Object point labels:
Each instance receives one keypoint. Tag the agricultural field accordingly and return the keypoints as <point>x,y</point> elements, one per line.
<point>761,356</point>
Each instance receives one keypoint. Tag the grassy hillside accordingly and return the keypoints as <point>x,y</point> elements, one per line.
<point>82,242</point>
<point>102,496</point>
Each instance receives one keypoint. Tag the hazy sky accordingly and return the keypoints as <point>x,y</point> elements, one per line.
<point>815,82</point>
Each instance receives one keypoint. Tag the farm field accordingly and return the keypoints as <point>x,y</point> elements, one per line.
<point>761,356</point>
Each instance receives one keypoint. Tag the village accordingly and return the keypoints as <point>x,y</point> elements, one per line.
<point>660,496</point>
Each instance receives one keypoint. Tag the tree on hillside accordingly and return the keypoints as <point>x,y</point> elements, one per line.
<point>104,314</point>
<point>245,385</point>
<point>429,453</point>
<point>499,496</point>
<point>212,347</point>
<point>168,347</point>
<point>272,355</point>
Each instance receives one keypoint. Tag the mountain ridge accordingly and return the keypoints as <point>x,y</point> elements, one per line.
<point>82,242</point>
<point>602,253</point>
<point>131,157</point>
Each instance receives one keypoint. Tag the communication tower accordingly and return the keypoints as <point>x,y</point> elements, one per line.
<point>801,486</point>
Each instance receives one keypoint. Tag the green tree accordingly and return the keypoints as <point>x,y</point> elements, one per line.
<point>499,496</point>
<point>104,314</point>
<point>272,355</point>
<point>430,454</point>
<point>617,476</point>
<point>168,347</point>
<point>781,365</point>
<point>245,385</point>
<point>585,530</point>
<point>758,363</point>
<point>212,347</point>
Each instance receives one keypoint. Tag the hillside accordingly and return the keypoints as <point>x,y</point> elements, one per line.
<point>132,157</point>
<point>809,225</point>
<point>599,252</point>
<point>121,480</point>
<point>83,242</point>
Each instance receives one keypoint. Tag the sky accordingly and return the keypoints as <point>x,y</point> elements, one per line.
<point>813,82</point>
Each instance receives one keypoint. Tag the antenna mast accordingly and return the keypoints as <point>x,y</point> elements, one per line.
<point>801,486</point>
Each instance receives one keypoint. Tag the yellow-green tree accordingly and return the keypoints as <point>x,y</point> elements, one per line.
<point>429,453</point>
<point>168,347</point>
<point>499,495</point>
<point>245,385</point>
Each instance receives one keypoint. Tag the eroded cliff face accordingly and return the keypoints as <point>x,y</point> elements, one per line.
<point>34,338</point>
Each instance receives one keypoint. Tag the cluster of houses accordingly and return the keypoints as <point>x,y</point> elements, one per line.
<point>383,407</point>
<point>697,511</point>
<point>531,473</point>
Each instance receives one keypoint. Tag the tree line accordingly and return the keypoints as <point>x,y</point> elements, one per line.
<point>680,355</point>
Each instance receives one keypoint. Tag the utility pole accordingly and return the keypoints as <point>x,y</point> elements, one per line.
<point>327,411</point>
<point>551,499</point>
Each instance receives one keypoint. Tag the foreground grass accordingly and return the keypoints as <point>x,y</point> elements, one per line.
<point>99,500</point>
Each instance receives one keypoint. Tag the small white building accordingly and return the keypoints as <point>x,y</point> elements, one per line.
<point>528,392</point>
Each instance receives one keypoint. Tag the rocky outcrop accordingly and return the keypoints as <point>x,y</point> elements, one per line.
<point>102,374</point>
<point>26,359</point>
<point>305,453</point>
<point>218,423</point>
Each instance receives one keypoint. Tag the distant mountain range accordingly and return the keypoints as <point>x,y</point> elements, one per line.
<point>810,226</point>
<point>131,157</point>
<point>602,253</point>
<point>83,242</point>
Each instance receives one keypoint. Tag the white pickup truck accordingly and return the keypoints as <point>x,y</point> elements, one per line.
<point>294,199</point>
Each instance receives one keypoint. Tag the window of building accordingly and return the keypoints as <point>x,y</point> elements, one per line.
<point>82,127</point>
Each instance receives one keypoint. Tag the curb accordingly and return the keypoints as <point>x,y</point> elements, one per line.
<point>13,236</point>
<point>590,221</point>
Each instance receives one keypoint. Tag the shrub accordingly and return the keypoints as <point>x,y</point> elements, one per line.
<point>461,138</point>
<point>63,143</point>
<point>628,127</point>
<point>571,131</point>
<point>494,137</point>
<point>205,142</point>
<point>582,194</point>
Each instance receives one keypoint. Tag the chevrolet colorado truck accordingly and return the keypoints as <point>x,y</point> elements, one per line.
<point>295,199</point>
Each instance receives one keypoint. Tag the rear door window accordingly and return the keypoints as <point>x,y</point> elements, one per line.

> _Problem to solve_: Please output every line of the listing above, word for word and unchanged.

> _Expected output_:
Each instance receives one keypoint. Tag the agricultural field accordingly and return the keypoints as <point>x,y</point> elements, one per line.
<point>761,356</point>
Each instance receives one keypoint. Tag the grassy hillside accordingly and return the keypoints as <point>x,y</point> elements, one per line.
<point>82,242</point>
<point>102,496</point>
Each instance receives one keypoint. Tag the hazy sky accordingly and return the keypoints as <point>x,y</point> elements, one per line.
<point>815,82</point>
Each instance receives one keypoint. Tag the farm field accordingly and return the keypoints as <point>x,y</point> elements, one per line.
<point>761,356</point>
Each instance receives one keypoint. Tag the village accordingly and return the keypoints as <point>x,y</point> elements, one per line.
<point>660,496</point>
Each instance receives one keypoint. Tag the tree on hillside accordingly and return the keypoints as <point>x,y</point> elements, one per line.
<point>104,314</point>
<point>245,385</point>
<point>429,453</point>
<point>499,496</point>
<point>212,347</point>
<point>168,347</point>
<point>272,355</point>
Each instance receives one keypoint. Tag the mountain ridge accordingly and return the keypoints as <point>x,y</point> elements, one per line.
<point>82,242</point>
<point>602,253</point>
<point>131,157</point>
Each instance receives one keypoint. Tag the communication tower accordingly and return the keypoints as <point>x,y</point> elements, one per line.
<point>801,486</point>
Each instance receives one keypoint. Tag the green tree accordingly and return the keypoints as <point>x,y</point> elements, one per line.
<point>499,496</point>
<point>104,314</point>
<point>272,355</point>
<point>430,454</point>
<point>617,476</point>
<point>168,347</point>
<point>781,365</point>
<point>245,385</point>
<point>585,530</point>
<point>758,363</point>
<point>212,347</point>
Each instance receives one keypoint. Tag the hillside accordingly and return the keypoints as <point>x,y</point> elements, one per line.
<point>132,157</point>
<point>809,225</point>
<point>599,252</point>
<point>121,480</point>
<point>83,242</point>
Each instance receives one keypoint. Tag the sky accordingly and return the keypoints as <point>x,y</point> elements, one per line.
<point>813,82</point>
Each instance receives one keypoint. Tag the antenna mast accordingly and return the keypoints as <point>x,y</point> elements, one per line.
<point>801,486</point>
Each instance receives one keypoint. Tag the yellow-green tree accordingly and return the keypoints as <point>x,y</point> elements, one per line.
<point>429,453</point>
<point>168,347</point>
<point>499,495</point>
<point>245,385</point>
Each instance receives one keypoint. Tag the eroded cliff face accordingly and return the keypoints as <point>x,y</point> elements, one per line.
<point>34,338</point>
Each instance receives one keypoint. Tag the cluster of houses accordingly and return the keypoints as <point>x,y</point> elements, one per line.
<point>383,407</point>
<point>697,511</point>
<point>531,473</point>
Each instance receives one keypoint. Tag the tree line accordingly and return the keypoints as <point>x,y</point> elements, one per line.
<point>680,355</point>
Each instance receives one keypoint. Tag the utility pole accordingly and return the keypoints as <point>x,y</point> elements, one per line.
<point>327,411</point>
<point>551,499</point>
Each instance receives one keypoint. Tag the foreground grass accordingly and return the keypoints as <point>x,y</point> elements, one per line.
<point>99,500</point>
Each instance receives one keypoint. Tag the small white building accordingly and return the keypoints as <point>x,y</point> elements, one per line.
<point>528,392</point>
Each instance receives one keypoint. Tag the rocky outcrop accordingly and return the keypoints as <point>x,y</point> elements, one per line.
<point>102,374</point>
<point>26,359</point>
<point>305,453</point>
<point>218,423</point>
Each instance receives one keypoint. Tag the distant mountain range accordingly and return the keypoints as <point>x,y</point> elements, one per line.
<point>810,226</point>
<point>131,157</point>
<point>602,253</point>
<point>83,242</point>
Each instance receives one keypoint. Tag the white pickup truck accordingly and return the keypoints as <point>x,y</point> elements, one per line.
<point>294,199</point>
Each instance receives one keypoint. Tag the window of building accordingly and return the keypoints as <point>x,y</point> elements, one per line.
<point>82,127</point>
Each instance receives one keypoint. Tag the curb accordingly and return the keypoints as <point>x,y</point> elements, one per line.
<point>13,236</point>
<point>590,221</point>
Each instance receives one keypoint. Tag the shrub accordingly and return the keypoints as <point>x,y</point> elements, one per line.
<point>461,138</point>
<point>63,143</point>
<point>628,127</point>
<point>571,131</point>
<point>494,137</point>
<point>205,142</point>
<point>582,194</point>
Each instance receives one keypoint. Tag the chevrolet colorado truck accordingly and return the keypoints as <point>x,y</point> elements, one per line.
<point>295,199</point>
Each instance receives one keypoint. Tag the rear door window accordingly and return the keypoints as <point>x,y</point> elements, one per line.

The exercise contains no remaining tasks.